What the exercise asks: Write the material out again, line by line, exactly as it is.

====== Records for this exercise ======

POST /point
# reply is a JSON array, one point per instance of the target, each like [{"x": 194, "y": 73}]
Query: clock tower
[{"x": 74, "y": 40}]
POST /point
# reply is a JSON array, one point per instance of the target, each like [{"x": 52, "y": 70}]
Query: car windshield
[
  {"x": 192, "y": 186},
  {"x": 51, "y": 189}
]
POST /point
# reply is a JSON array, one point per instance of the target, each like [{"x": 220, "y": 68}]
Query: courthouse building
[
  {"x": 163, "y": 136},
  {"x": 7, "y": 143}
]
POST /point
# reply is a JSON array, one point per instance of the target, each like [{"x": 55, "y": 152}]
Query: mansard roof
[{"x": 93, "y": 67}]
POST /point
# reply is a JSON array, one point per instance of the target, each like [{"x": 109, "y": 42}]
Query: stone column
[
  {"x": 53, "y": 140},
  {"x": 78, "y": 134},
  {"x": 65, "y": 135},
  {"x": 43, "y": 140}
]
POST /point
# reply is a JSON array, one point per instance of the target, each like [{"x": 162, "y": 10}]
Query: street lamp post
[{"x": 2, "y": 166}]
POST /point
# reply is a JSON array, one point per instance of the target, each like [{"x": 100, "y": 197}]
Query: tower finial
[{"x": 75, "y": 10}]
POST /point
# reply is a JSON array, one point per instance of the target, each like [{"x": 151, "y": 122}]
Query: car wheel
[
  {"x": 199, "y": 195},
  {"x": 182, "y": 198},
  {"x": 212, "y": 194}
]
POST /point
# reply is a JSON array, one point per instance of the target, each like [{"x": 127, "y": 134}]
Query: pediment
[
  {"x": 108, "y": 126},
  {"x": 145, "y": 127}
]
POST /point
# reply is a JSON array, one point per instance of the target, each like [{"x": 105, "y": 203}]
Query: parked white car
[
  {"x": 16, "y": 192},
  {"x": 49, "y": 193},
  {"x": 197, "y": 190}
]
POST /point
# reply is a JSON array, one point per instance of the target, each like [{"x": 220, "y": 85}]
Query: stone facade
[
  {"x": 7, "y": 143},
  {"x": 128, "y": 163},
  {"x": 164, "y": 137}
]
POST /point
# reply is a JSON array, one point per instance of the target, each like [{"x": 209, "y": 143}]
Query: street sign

======

Final result:
POST /point
# reply is a JSON array, one point per instance of the target, each like [{"x": 194, "y": 73}]
Query: clock tower
[{"x": 74, "y": 40}]
POST /point
# reply is a JSON array, one point per instance of the target, each like [{"x": 52, "y": 70}]
Query: car windshield
[
  {"x": 192, "y": 186},
  {"x": 51, "y": 189}
]
POST /point
# reply is a JSON array, one point per instance of the target, each like [{"x": 220, "y": 68}]
Query: courthouse building
[
  {"x": 163, "y": 136},
  {"x": 7, "y": 143}
]
POST /point
# reply is a JSON array, one point per instance of the target, each like [{"x": 55, "y": 152}]
Query: mansard roof
[{"x": 93, "y": 67}]
POST /point
# reply is a JSON array, one point per instance of the target, each like [{"x": 109, "y": 42}]
Query: stone column
[
  {"x": 53, "y": 140},
  {"x": 78, "y": 134},
  {"x": 65, "y": 135},
  {"x": 43, "y": 140}
]
POST /point
# reply is a JSON array, one point per instance of the target, each like [{"x": 162, "y": 10}]
Query: street lamp post
[{"x": 2, "y": 166}]
POST /point
# reply is a JSON array, one point per instance of the target, each like [{"x": 100, "y": 197}]
Query: tower finial
[{"x": 75, "y": 10}]
POST /point
# reply is a JSON array, one point per instance of the target, each like [{"x": 151, "y": 122}]
Query: car wheel
[
  {"x": 199, "y": 195},
  {"x": 182, "y": 198},
  {"x": 212, "y": 194}
]
POST /point
# reply is a JSON array, one point per instance of the target, each like [{"x": 127, "y": 134}]
Query: pediment
[
  {"x": 108, "y": 126},
  {"x": 145, "y": 127}
]
POST /point
# reply is a JSON array, one point per instance of the target, each like [{"x": 105, "y": 203}]
Query: parked white car
[
  {"x": 16, "y": 192},
  {"x": 49, "y": 193},
  {"x": 197, "y": 190}
]
POST /point
# reply is a JSON array, one point per instance of the target, each like [{"x": 220, "y": 85}]
Query: stone facade
[
  {"x": 7, "y": 143},
  {"x": 128, "y": 163},
  {"x": 164, "y": 137}
]
POST /point
# reply is a JSON array, one point per instance of the target, each like [{"x": 209, "y": 143}]
Query: street sign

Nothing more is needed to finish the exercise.